Given data>
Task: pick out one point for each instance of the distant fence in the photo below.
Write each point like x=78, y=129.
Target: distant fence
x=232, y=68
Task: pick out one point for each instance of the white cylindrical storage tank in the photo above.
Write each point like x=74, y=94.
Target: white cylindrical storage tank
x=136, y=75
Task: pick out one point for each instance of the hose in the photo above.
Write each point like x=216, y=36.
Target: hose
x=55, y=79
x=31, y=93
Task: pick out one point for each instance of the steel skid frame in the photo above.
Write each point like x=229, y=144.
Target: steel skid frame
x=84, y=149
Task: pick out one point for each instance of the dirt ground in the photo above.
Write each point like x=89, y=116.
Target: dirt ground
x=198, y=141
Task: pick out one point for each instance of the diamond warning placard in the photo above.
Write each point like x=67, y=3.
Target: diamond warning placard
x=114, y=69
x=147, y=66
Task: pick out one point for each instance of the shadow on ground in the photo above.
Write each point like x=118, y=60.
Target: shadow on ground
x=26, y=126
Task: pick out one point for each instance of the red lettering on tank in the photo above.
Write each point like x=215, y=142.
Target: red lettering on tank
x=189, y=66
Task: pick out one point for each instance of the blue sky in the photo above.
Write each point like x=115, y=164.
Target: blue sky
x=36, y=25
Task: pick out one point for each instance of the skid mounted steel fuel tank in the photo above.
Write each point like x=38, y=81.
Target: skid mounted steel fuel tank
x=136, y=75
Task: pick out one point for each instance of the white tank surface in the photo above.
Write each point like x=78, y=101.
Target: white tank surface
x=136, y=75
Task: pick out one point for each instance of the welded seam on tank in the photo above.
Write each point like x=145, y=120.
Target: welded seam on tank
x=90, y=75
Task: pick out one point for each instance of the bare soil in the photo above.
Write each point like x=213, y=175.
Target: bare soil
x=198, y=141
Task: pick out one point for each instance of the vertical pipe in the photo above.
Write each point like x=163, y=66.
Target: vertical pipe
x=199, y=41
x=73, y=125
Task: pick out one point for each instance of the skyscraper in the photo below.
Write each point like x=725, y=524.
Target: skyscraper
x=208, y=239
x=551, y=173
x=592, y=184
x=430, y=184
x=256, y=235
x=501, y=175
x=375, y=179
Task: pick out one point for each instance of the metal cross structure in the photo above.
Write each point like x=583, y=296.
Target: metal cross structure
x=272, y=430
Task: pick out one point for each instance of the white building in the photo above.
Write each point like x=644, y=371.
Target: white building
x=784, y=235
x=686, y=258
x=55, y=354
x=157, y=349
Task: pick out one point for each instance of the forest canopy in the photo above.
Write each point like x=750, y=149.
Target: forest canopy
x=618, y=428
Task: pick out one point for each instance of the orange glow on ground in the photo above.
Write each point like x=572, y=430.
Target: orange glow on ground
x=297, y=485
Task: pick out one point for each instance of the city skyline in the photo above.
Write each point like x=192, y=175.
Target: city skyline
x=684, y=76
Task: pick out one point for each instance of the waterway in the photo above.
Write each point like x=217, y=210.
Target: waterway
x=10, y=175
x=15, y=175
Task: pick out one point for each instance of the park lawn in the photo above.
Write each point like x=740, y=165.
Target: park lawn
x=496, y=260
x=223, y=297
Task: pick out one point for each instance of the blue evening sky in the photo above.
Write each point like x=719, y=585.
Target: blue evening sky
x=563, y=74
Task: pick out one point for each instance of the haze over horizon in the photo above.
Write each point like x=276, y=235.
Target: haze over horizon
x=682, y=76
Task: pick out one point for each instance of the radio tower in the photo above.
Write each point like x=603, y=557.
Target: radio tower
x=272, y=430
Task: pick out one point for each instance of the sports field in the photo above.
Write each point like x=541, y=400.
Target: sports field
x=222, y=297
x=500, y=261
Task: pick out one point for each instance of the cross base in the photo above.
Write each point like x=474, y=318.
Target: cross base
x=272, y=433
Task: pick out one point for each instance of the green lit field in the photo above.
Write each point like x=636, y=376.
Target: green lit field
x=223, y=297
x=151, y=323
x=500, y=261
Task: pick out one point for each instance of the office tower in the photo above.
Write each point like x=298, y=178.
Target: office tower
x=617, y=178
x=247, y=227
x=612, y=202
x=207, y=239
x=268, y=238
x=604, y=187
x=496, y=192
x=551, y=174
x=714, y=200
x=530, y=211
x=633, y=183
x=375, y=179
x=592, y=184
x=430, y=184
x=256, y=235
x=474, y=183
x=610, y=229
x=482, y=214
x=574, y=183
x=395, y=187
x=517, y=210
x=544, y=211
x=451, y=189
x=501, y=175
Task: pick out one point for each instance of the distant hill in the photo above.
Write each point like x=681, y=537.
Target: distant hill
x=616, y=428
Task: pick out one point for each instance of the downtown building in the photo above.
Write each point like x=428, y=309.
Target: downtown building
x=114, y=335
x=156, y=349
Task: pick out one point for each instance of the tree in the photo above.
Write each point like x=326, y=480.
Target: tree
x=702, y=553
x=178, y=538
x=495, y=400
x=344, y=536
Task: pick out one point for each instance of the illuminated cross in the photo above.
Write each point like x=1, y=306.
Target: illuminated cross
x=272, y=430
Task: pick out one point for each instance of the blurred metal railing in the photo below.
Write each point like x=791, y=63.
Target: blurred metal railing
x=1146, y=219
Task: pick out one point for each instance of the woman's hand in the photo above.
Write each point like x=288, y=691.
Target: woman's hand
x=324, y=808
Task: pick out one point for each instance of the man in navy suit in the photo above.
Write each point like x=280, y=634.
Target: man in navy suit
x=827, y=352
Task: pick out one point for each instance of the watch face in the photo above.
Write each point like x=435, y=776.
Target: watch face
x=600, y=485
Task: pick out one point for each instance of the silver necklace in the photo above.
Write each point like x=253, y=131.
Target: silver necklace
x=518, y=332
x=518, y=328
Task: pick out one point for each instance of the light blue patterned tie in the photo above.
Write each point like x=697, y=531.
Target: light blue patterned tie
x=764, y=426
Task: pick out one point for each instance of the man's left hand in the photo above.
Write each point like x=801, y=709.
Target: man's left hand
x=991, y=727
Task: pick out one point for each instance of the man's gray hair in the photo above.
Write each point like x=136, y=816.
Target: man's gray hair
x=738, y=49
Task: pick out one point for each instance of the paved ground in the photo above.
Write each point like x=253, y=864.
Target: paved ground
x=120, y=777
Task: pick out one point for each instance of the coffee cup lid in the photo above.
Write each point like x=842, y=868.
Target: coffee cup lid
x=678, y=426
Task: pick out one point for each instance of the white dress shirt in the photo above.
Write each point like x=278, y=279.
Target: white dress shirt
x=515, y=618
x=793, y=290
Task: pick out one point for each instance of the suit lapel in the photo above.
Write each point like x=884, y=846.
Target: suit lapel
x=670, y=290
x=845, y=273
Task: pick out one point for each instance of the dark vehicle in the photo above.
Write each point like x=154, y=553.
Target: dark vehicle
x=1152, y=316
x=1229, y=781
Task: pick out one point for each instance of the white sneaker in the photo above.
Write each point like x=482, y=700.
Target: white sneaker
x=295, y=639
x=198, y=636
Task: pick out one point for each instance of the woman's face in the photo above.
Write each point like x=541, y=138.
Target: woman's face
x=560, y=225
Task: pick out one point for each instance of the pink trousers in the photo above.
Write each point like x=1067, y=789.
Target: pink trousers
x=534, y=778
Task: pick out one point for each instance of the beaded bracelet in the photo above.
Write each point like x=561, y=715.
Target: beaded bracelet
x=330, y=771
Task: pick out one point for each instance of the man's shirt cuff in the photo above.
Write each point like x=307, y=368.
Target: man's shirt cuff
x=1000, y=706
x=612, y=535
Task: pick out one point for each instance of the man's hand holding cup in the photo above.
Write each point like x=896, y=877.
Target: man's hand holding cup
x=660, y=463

Written instruction>
Please swap "pick out" for "mark" everywhere in the lines above, then write all of them out again with nothing else changed.

Exercise result>
Task: mark one point for each instance of the distant fence in the photo below.
Write each point like x=78, y=129.
Target: distant fence
x=232, y=68
Task: mark one point for each instance of the white cylindrical storage tank in the photo above.
Write each point like x=74, y=94.
Target: white cylindrical storage tank
x=136, y=75
Task: mark one point for each instance of the hose in the photo above.
Write each point like x=216, y=36.
Target: hose
x=55, y=79
x=31, y=93
Task: mark one point for each instance of the steel skid frame in the photo above.
Write each point like x=229, y=144.
Target: steel skid frame
x=84, y=149
Task: mark one point for each instance of the dirt ground in the photo above.
Write each point like x=89, y=116.
Target: dirt ground
x=198, y=141
Task: mark one point for each instance of the diamond warning placard in the photo above.
Write each point like x=67, y=3.
Target: diamond warning placard
x=114, y=69
x=147, y=66
Task: mark one point for each instance of the shadow on ground in the photo above.
Write each point like x=118, y=60.
Target: shadow on ground
x=26, y=126
Task: mark one point for each instance of the red lettering on tank in the photo above.
Write each point like x=215, y=142.
Target: red lettering on tank
x=189, y=66
Task: mark one point for each instance of the blue sky in the photo above.
Write each point like x=115, y=164.
Target: blue sky
x=36, y=25
Task: mark one point for each instance of the skid mounted steel fuel tank in the photo above.
Write each point like x=38, y=81.
Target: skid mounted steel fuel tank
x=136, y=75
Task: mark one point for each instance of the white tank surface in the photo above.
Write each point like x=78, y=101.
Target: white tank surface
x=136, y=75
Task: mark one point for each instance of the welded seam on tank in the photo above.
Write each point like x=145, y=120.
Target: welded seam on tank
x=90, y=75
Task: mark one point for each instance of the bare soil in the photo above.
Write each point like x=213, y=175.
Target: bare soil
x=198, y=141
Task: mark one point for each instance of the vertical pipe in the photo above.
Write each point like x=163, y=66.
Target: vertical pipe
x=199, y=41
x=73, y=125
Task: mark one point for each instance of the skyscraper in the photo below.
Write each point like x=725, y=524.
Target: skyscraper
x=208, y=239
x=551, y=173
x=592, y=184
x=430, y=184
x=256, y=235
x=501, y=175
x=375, y=179
Task: mark one point for each instance of the metal cross structure in the photo above.
Write each point like x=583, y=296.
Target: metal cross structure
x=272, y=430
Task: mark one point for each instance of the white building in the photo above.
Write each point like x=644, y=371.
Target: white building
x=784, y=235
x=686, y=258
x=55, y=354
x=157, y=349
Task: mark one point for each instance of the forest canopy in the photo above.
Write each point like x=750, y=149.
Target: forest canopy
x=618, y=428
Task: mark one point for each instance of the orange glow on ground in the photo above.
Write each point like x=572, y=430.
Target: orange glow on ground
x=297, y=485
Task: mark one point for each instance of the city skyline in the photo above.
Write each point like x=192, y=175.
Target: city skyline
x=684, y=76
Task: mark one point for each instance of the waterway in the photo above.
Write each point like x=217, y=210.
Target: waterway
x=10, y=175
x=15, y=175
Task: mark one point for each instance of the park lawn in the photo above.
Write each point like x=740, y=165.
Target: park lawn
x=496, y=260
x=223, y=297
Task: mark one point for each instance of the blue evening sky in the photo above.
Write each point like x=719, y=585.
Target: blue evening sky
x=563, y=74
Task: mark one point for each instance of the haze over horizon in the photo above.
Write each point like x=276, y=235.
Target: haze over horizon
x=682, y=76
Task: mark one point for each instance of the radio tower in the photo above.
Write each point like x=603, y=557.
Target: radio tower
x=272, y=430
Task: mark one point for each instance of the sports field in the photo above.
Write each point like x=541, y=400.
Target: sports field
x=222, y=297
x=500, y=261
Task: mark one point for each instance of the cross base in the photo above.
Write each point like x=474, y=318.
Target: cross base
x=272, y=433
Task: mark one point for each instance of the green lit field in the photo above.
Write each point like x=636, y=376.
Target: green lit field
x=223, y=297
x=151, y=323
x=500, y=261
Task: mark one point for each instance of the office tower in the photo above.
Write each point like x=298, y=178.
Target: office tower
x=617, y=178
x=247, y=227
x=612, y=202
x=207, y=239
x=268, y=238
x=604, y=187
x=496, y=192
x=551, y=174
x=714, y=200
x=530, y=211
x=633, y=183
x=375, y=179
x=592, y=184
x=430, y=184
x=256, y=235
x=474, y=183
x=610, y=229
x=482, y=214
x=574, y=183
x=395, y=187
x=517, y=210
x=544, y=211
x=451, y=189
x=501, y=175
Task: mark one point for each instance of the distant hill in the photo above.
Write each point like x=681, y=537.
Target: distant hill
x=616, y=428
Task: mark one point for each instance of the downtown building in the photo above.
Write each point like x=428, y=309.
Target: downtown building
x=114, y=335
x=156, y=349
Task: mark one point for each instance of the tree in the photo above.
Write each point like x=326, y=480.
Target: tree
x=702, y=553
x=178, y=538
x=495, y=400
x=344, y=536
Task: mark one point for each instance of the illuminated cross in the photo above.
Write each point like x=1, y=306.
Target: illuminated cross
x=272, y=430
Task: mark one point for each instance of the blurred metal railing in the photo below.
Write each point like x=791, y=63.
Target: blurred metal railing
x=1146, y=219
Task: mark one point for each instance of the woman's hand in the photo above.
Write each point like x=288, y=691.
Target: woman's hand
x=324, y=808
Task: mark one point for each instance of the man in navy suit in the photo above.
Write each point like x=280, y=634.
Target: man in navy suit
x=827, y=352
Task: mark one point for each instance of the watch face in the photo above.
Write each point like x=435, y=776.
Target: watch face
x=600, y=485
Task: mark one point for each instance of the silver necklace in the photo above.
Write each point like x=253, y=131.
Target: silver necklace
x=518, y=332
x=518, y=328
Task: mark one point for each instance of the light blue patterned tie in the photo above.
Write each point like x=697, y=531.
Target: light blue patterned tie
x=764, y=426
Task: mark one point for each instance of the man's left hand in the photo above.
Write each point like x=801, y=709.
Target: man's left hand
x=991, y=727
Task: mark one point for each instance of the man's gray hair in the photo above.
Write each point like x=136, y=816.
Target: man's gray hair
x=738, y=49
Task: mark one point for each instance of the paved ground in the photo above.
Write each point like x=253, y=864.
Target: paved ground
x=120, y=777
Task: mark one point for each instance of the coffee cup lid in the photo above.
Write each point like x=842, y=868.
Target: coffee cup lid
x=678, y=426
Task: mark one point for each instance of the white dress shirt in the photo above.
Write each point like x=278, y=279.
Target: white dress shirt
x=515, y=618
x=793, y=290
Task: mark one point for each instance of the suit lapel in the photo above.
Write each point like x=884, y=846.
Target: suit lapel
x=670, y=290
x=845, y=273
Task: mark one point for each instance of the dark vehicle in the photo above.
Write each point like x=154, y=553.
Target: dark vehicle
x=1152, y=316
x=1229, y=781
Task: mark one point for each instance of the white sneaker in the photo above.
Write each point like x=482, y=700.
Target: white sneaker
x=295, y=639
x=198, y=636
Task: mark one point for each instance of the woman's face in the photo above.
Write each point like x=541, y=138.
Target: woman's face
x=560, y=225
Task: mark one point for each instance of the pink trousers in the photo above.
Write each point like x=1067, y=789.
Target: pink trousers
x=534, y=778
Task: mark one point for each instance of the beaded bracelet in the photo above.
Write each point like x=561, y=715.
Target: beaded bracelet
x=330, y=771
Task: mark one point for each instance of the man's shirt cuff in the photo above.
Write each point like x=307, y=368.
Target: man's shirt cuff
x=1000, y=706
x=612, y=535
Task: mark one point for each instance of the man's hand holding cup in the photo above.
Write each point like x=896, y=877.
Target: man's hand holding cup
x=660, y=463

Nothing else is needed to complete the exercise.